··· SOURCE DOCUMENT ···

Wednesday, July 15, 2009

CNSNews.com - American Red Cross Petitions Public Schools to Teach Geneva Conventions

CNSNews.com - American Red Cross Petitions Public Schools to Teach Geneva Conventions

(CNSNews.com) – Because the United States plays an important role in foreign affairs, international humanitarian law should be taught in public schools to ensure that Americans “continue to understand and observe the limits of armed conflict,” the American Red Cross says.

The American Red Cross has launched an online petition drive, urging schools to teach students about the Geneva Conventions.



To help teachers do that, the Red Cross has developed a “non-partisan” program called Exploring Humanitarian Law, which “presents multiple viewpoints.” (See curriculum)

According to the Red Cross Web site, “Students learn that there are no easy answers in war and that armed conflict inevitably raises serious dilemmas and trade-offs.” It adds that the program will help students become “more civically engaged and stewards of conflict resolution.”

The Exploring Humanitarian Law project was initiated by the ICRC in late 1998 with the aim of designing core learning materials for global use among young people in the 13-18 age range. According to the American Red Cross, teachers who have used the program report that students have been engaged and inspired.

The American Red Cross petition, addressed to "School District Superintendents," reads as follows:

"We should educate students about international humanitarian law, conveying the importance of the laws and principles of the Geneva Conventions.

Adopted by 194 countries, the Geneva Conventions safeguard those who do not take part in fighting and those that can no longer fight – wounded, civilians, and prisoners of war. They protect American and foreign citizens alike.

···

* [LIST OF TASKS]:
(1) In the article about the Red Cross petition, what age range was the Exploring Humanitarian Law project designed for?
(2) Go on with the article about the Red Cross petition, picking up after its final sentence.

··· DATASET EXCERPTS ···

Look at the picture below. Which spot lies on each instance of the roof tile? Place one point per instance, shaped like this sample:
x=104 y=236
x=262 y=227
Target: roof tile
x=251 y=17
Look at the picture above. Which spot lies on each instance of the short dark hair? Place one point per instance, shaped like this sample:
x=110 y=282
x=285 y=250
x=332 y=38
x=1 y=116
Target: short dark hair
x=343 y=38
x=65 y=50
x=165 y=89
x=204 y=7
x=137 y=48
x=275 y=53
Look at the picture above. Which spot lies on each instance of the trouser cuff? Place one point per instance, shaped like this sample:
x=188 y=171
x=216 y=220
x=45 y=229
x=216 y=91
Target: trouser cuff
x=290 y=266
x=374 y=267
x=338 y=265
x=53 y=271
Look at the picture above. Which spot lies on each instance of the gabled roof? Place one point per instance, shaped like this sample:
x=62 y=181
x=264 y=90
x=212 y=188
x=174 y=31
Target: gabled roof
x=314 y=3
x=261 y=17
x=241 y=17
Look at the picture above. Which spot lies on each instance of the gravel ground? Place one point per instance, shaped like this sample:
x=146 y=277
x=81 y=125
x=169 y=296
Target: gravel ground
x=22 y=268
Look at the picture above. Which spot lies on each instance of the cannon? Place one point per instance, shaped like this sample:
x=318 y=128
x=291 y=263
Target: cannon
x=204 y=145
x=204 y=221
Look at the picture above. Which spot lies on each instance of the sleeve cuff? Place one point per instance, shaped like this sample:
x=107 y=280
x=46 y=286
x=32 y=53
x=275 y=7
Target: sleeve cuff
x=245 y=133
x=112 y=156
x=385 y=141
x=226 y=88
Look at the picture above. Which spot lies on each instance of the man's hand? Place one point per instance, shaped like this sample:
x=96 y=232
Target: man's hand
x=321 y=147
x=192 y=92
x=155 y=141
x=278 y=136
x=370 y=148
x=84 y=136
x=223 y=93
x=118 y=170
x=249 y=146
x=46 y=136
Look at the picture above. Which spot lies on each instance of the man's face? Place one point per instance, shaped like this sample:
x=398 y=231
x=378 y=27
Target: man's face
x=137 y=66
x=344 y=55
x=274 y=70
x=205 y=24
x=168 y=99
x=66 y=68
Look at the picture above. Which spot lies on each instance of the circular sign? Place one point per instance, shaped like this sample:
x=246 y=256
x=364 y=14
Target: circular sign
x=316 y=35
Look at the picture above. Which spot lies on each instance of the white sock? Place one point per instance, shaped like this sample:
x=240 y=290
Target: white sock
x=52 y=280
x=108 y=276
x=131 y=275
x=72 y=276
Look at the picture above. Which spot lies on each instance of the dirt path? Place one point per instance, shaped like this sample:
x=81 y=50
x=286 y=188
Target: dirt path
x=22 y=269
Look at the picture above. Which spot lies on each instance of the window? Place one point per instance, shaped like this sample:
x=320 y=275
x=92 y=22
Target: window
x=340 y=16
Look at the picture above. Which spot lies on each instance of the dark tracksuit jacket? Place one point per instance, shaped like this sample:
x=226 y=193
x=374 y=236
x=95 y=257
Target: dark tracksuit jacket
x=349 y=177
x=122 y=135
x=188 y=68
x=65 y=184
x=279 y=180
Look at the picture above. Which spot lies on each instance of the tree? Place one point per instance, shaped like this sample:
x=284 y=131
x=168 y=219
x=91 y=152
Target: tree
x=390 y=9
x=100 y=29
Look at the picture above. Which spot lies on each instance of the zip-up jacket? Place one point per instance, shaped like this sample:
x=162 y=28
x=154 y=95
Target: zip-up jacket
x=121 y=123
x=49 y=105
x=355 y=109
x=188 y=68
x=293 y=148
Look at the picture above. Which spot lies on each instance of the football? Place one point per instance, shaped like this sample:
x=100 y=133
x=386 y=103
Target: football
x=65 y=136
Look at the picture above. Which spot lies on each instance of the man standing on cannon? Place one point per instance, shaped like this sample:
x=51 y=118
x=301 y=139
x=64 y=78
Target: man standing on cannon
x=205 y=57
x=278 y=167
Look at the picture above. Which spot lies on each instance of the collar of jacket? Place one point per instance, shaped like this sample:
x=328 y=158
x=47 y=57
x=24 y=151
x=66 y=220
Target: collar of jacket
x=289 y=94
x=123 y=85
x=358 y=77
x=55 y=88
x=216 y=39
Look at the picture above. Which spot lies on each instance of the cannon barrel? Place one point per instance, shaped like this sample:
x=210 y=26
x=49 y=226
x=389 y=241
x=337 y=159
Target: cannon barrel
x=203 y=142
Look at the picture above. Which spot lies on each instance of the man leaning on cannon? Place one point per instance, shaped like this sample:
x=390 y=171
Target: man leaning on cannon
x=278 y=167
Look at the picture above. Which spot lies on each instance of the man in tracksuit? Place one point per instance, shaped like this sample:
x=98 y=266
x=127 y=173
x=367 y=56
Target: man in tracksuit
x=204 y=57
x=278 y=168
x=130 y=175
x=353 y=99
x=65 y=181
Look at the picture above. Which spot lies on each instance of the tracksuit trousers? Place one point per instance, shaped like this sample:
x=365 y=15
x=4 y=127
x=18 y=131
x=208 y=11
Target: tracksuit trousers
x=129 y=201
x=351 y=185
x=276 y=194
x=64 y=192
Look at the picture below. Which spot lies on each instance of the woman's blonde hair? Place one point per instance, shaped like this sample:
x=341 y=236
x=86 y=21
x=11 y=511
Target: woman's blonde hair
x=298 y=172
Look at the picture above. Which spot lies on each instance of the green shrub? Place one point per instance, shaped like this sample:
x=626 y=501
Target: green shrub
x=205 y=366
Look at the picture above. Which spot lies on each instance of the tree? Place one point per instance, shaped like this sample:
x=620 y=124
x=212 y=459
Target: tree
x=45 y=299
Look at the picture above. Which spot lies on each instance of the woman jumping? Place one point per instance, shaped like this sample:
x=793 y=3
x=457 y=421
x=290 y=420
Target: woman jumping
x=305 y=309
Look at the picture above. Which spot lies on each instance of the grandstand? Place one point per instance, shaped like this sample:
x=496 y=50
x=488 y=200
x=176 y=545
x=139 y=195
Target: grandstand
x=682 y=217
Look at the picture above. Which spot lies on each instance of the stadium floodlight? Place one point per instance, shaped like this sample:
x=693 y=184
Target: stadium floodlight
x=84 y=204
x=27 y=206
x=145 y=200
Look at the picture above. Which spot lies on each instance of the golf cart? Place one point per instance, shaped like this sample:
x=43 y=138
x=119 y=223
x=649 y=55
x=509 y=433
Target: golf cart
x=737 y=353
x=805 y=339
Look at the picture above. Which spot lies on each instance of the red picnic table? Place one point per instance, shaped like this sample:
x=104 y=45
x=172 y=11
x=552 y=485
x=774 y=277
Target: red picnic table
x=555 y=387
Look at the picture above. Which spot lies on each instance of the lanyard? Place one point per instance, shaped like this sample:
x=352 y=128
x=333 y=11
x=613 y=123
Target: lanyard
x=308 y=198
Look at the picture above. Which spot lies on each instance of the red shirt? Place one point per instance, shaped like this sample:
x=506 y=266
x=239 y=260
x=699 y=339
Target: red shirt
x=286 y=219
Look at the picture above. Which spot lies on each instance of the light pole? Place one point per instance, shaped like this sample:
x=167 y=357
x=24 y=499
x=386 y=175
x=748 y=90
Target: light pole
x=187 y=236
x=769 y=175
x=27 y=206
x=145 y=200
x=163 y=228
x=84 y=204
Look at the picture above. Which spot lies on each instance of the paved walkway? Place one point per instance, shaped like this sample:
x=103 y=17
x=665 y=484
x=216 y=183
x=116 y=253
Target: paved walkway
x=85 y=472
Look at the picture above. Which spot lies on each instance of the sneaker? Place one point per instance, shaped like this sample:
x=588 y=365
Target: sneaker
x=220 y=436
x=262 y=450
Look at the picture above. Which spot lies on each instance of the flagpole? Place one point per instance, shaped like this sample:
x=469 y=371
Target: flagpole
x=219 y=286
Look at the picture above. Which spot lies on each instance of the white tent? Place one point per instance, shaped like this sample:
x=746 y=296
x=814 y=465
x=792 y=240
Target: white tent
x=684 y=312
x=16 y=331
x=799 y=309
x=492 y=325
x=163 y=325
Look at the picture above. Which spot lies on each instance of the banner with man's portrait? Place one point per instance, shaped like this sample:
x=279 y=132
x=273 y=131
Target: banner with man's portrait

···

* [RESULTS]:
(1) Young people aged 13 to 18.

(2)
We should incorporate a non-partisan secondary school curriculum that explains the details of humanitarian law. This curriculum will emphasize that there are no easy answers in war and that armed conflict inevitably raises serious dilemmas and trade-offs.

We ask that you integrate the Exploring Humanitarian Law program into required secondary school curriculum to ensure that students across the nation may develop a better understanding of our world."

Red Cross raps U.S.

In 2003, The International Committee of the Red Cross called it “unacceptable” for the U.S. to detain enemy combatants at Guantanamo Bay, Cuba, without charging them or bringing them to trial.

In November 2004, The New York Times reported that the International Committee of the Red Cross found that the handling of prisoners detained and interrogated at Guantanamo Bay amounted to torture. The U.S. government “sharply rejected” the charges contained in that confidential report, the newspaper said.

The ICRC also reported on what it called “systematic abuses” by U.S. military personnel at the Abu Ghraib prison in Baghdad.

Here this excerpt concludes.